▶ _Short problem 1_: According to the interview below, what tagline did Ingrid LaFleur use when she ran for mayor of Detroit?

▶ _Passage shown_:
————
Afrofuturism, once considered an artistic tradition combining elements of black and African cultures with sci-fi and fantasy, has reemerged in recent years as a political ideology concerned with the economic and political future of black people in the U.S. and elsewhere. One of the movement’s most prominent voices, Ingrid LaFleur, made waves when she ran for mayor of Detroit in 2017 as an Afrofuturist. The former teacher, artist and Detroit native felt that a lack of trust in the city’s government was the result of mismanagement. In her plan of action, she laid out a proposal to revamp the city’s government using blockchain to raise accountability with the city’s population, which is overwhelmingly black. Her tagline: “Detroit is the Future.”
Since LaFleur’s mayoral run, which was ultimately unsuccessful, she’s continued to do community organizing, educating residents about the merits of blockchain technology, and has started a new job with EOS Detroit. LaFleur spoke with BREAKER about her new role and how she thinks blockchain will hopefully change her city for the better.
When did you start thinking about Afrofuturism as a political ideology versus an art movement?
About eight years ago now. That’s when I created Afrotopia, which was just me curating Afrofuturist books, and films, and events in my community, which eventually led me to running for mayor. I realized that people were hungry for it and were really open to exercising their imagination in a new way and expanding it, which is still super inspiring, because essentially that’s what it’s all about. We need a shift in consciousness, so that the tools that we use are something new.
What did you take away from your mayoral run?
I don’t think that people are used to that level of experimentation from a candidate that actually is running, but I think we need more of that. When I was running for mayor, people wanted me to just do the same old, same old, but all I was thinking [was] that nobody trusts politicians, nobody trusts our government. Me just repeating what politicians have been doing for decades doesn’t mean anything
Why is there an issue with trust, do you think?
————
Records from a dataset:
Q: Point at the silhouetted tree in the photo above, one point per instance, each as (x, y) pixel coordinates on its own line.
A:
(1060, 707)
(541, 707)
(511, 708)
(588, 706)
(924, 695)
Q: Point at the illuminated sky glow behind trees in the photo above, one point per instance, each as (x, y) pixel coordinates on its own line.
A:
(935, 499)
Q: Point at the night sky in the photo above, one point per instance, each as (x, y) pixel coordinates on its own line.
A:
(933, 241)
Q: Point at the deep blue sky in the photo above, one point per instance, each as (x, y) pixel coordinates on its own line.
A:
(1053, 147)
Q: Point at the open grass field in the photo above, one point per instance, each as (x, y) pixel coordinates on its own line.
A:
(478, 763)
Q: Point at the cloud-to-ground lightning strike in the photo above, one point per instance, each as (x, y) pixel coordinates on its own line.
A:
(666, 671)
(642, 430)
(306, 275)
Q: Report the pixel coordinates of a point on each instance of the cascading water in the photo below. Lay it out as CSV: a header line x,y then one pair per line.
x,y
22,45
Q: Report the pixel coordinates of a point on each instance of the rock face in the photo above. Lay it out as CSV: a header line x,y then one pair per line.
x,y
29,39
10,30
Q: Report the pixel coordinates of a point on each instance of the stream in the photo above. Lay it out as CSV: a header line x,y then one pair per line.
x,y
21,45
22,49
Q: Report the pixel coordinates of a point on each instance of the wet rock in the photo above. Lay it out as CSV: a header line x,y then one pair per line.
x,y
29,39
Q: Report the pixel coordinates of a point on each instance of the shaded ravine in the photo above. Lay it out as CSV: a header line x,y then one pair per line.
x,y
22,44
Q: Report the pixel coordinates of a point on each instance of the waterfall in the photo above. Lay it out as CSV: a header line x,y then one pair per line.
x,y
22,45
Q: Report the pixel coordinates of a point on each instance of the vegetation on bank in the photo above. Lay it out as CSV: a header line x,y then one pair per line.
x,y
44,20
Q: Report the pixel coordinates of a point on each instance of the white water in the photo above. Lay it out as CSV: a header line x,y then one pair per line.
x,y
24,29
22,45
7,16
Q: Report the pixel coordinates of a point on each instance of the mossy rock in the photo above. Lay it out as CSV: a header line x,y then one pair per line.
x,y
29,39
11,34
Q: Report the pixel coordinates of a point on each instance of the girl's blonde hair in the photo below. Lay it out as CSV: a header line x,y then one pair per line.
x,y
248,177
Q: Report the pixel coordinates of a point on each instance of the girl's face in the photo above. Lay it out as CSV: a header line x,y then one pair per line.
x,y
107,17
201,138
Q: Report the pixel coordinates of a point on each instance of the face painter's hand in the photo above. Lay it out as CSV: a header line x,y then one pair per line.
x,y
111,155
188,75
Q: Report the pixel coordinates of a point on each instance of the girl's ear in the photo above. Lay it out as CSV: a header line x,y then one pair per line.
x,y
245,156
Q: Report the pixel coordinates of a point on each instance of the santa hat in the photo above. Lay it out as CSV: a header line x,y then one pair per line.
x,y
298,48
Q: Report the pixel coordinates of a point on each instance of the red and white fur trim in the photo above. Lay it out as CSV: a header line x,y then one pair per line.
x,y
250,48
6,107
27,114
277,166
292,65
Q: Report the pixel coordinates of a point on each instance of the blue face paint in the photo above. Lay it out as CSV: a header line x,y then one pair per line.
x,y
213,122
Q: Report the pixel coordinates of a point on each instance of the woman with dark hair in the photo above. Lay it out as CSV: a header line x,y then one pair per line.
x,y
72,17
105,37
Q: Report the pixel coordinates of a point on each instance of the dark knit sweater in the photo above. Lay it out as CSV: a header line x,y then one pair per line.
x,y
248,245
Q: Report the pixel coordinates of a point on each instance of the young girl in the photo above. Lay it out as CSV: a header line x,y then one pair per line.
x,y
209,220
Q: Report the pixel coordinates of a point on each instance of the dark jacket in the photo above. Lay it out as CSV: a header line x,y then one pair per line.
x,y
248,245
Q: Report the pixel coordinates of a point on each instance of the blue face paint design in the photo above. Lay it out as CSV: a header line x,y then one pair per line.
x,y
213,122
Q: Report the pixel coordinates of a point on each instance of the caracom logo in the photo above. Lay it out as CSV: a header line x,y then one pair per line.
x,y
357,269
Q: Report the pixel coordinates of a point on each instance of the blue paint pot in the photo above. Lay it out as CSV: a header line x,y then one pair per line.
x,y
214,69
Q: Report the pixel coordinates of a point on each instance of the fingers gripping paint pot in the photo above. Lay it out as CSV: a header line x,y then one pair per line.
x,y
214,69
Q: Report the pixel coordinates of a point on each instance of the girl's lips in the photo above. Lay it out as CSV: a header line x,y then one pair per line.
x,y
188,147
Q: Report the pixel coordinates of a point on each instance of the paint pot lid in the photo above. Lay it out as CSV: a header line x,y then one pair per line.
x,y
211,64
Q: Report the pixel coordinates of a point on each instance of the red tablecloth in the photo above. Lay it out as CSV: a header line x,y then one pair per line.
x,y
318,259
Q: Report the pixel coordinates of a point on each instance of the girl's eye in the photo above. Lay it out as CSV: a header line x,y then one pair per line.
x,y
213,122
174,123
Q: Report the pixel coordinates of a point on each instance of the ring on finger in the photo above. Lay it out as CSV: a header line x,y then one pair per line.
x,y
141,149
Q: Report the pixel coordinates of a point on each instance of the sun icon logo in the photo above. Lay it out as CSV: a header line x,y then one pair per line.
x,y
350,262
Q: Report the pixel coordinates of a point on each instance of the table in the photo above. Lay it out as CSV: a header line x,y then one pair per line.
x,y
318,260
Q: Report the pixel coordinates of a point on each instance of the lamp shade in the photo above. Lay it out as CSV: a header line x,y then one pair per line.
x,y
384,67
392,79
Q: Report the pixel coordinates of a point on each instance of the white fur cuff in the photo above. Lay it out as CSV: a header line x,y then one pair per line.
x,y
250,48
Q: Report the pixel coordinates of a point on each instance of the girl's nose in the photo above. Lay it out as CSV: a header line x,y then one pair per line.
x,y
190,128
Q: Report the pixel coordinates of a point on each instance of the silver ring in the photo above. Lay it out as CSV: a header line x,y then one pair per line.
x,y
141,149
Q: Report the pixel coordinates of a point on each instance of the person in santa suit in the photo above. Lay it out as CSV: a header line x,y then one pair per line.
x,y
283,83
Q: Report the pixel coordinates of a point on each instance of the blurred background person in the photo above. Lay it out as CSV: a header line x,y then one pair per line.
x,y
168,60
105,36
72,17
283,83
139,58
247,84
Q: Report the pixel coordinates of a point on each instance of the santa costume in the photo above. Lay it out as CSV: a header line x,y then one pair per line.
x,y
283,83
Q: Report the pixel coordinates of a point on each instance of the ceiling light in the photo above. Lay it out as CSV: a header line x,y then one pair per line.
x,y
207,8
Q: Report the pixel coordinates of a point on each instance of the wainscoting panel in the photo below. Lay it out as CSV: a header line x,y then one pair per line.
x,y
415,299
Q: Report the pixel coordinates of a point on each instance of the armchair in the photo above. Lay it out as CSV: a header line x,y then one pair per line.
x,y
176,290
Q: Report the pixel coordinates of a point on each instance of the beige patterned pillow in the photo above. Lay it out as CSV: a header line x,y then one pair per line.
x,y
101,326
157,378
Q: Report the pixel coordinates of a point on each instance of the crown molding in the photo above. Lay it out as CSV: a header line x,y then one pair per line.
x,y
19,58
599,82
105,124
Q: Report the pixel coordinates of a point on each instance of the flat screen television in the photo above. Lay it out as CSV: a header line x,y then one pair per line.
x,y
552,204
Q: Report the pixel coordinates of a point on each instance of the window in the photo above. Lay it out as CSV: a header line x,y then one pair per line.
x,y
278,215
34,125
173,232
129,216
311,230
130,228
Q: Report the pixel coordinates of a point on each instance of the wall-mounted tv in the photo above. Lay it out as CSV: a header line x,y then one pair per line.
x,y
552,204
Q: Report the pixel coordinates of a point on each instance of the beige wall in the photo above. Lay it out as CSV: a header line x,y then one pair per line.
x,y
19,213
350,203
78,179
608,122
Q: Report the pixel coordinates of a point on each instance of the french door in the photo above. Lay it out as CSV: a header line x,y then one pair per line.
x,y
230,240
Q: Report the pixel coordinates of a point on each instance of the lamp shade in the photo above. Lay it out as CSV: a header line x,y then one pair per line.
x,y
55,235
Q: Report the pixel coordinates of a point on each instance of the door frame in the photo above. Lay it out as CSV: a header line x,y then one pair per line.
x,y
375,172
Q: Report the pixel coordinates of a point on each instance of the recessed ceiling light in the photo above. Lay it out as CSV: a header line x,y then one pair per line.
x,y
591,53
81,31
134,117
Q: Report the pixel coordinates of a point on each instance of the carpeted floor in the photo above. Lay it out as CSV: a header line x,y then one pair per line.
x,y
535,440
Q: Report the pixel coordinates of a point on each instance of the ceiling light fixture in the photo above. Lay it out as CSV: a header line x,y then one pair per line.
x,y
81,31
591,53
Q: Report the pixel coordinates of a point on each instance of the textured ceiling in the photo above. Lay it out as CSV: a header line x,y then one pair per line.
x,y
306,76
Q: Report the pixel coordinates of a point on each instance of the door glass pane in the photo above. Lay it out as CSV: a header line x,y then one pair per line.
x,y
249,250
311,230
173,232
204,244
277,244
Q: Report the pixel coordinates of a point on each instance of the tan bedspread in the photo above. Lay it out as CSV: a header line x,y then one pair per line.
————
▶ _Short problem 2_: Report every line of the entries above that contains the word "beige".

▶ _Written answer 1_: "Detroit is the Future."

▶ _Written answer 2_:
Q: Report the pixel coordinates of a point on each instance of the beige patterned pillow in the photo above. Lay it out as CSV: a header line x,y then one pair per line.
Q: Report the pixel coordinates of a point on each instance of the beige wall in the photo above. Lay it out as CSV: a header line x,y then one pair per line.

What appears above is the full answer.